Task prompt:
Transcribe each record below word for word.
--
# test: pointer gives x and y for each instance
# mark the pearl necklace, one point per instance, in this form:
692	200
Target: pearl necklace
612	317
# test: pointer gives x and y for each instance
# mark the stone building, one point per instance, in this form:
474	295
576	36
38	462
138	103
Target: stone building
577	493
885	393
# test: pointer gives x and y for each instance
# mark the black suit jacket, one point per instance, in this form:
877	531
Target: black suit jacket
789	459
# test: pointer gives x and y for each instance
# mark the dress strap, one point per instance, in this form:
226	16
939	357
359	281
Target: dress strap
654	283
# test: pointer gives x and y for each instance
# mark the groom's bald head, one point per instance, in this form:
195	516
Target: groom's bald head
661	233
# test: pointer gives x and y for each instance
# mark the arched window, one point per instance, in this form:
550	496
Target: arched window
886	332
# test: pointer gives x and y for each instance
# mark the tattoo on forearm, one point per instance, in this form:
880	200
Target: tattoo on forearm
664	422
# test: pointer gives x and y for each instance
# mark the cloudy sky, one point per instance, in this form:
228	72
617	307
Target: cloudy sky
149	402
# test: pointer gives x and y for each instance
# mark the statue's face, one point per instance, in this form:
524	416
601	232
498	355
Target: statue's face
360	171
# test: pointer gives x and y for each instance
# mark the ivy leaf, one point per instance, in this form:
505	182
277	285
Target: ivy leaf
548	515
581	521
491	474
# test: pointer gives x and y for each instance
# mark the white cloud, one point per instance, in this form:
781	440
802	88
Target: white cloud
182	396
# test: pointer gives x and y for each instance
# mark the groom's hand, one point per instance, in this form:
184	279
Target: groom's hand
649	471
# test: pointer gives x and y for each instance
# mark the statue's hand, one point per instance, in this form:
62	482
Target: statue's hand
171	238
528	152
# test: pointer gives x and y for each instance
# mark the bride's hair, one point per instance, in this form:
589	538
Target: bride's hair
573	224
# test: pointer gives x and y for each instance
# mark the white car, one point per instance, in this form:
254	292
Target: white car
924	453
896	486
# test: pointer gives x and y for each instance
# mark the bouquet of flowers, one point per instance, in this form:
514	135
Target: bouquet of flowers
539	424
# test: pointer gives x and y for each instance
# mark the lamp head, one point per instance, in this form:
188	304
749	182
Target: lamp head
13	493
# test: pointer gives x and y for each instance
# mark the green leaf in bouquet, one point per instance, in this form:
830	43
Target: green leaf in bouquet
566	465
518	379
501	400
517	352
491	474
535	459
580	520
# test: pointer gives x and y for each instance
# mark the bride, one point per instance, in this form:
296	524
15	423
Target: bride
--
Task result:
# test: pointer gives x and y for each instance
# mark the pearl necklace, one point per instance, in this form:
692	200
Target: pearl necklace
612	317
# test: pointer gives x and y for each instance
# mark the stone building, one point per instance, in this form:
474	295
576	36
38	462
138	103
Target: stone building
577	493
885	393
# test: pointer gives x and y for each instance
# mark the black suit jacket, one point per instance, in this form:
877	531
Target: black suit jacket
789	459
# test: pointer gives x and y for each instance
# mark the dress strap, one point per instance, in this form:
226	16
939	357
359	281
Target: dress strap
654	283
# test: pointer gives x and y for each instance
# mark the groom's bald head, one point per instance, in this form:
195	516
Target: groom's bald head
661	233
# test: pointer gives x and y for each instance
# mark the arched window, one point per instance, in this form:
550	496
Target: arched window
886	332
# test: pointer gives x and y for each instance
# mark the tattoo on forearm, one point per instance, in this form:
880	200
Target: tattoo on forearm
664	422
# test: pointer gives x and y for each instance
# mark the cloudy sky, one point per instance, in this form:
228	72
617	307
Target: cloudy sky
149	402
# test: pointer gives x and y for each instance
# mark the statue's face, one point per instance, in this form:
524	416
601	232
498	355
Target: statue's face
360	171
# test: pointer gives x and y for each instance
# mark the ivy leaf, one point per instance, in this form:
505	182
277	285
Target: ivy leaf
548	515
581	521
491	474
# test: pointer gives x and y for each instance
# mark the white cloud, one point per instance, in this form:
781	440
802	88
Target: white cloud
182	396
# test: pointer gives x and y for each instance
# mark the groom's hand, one point per instance, in this form:
184	279
Target: groom's hand
649	471
# test: pointer gives x and y for each instance
# mark the statue's hand, one point per instance, in this form:
62	482
Target: statue's hand
171	238
528	152
# test: pointer gives x and y for each instance
# mark the bride's hair, one point per instance, in this form:
589	538
Target: bride's hair
573	224
# test: pointer gives x and y for each instance
# mark the white car, one point per instance, in this form:
254	292
Target: white car
924	453
896	486
# test: pointer gives x and y for each instance
# mark the bouquet of flowers, one point per instance, in this form:
514	135
Target: bouquet of flowers
539	424
# test: pointer gives x and y for each instance
# mark the lamp head, one point per instance, in this form:
188	304
749	182
Target: lamp head
13	493
# test: pointer gives x and y for each instance
# mark the green leaf in bouquet, one point per instance, in this form:
830	43
Target: green leaf in bouquet
566	465
518	379
501	400
517	352
491	474
535	459
580	520
# test: pointer gives x and y for each instance
# mark the bride, one point per instance, in this form:
296	524
15	423
Target: bride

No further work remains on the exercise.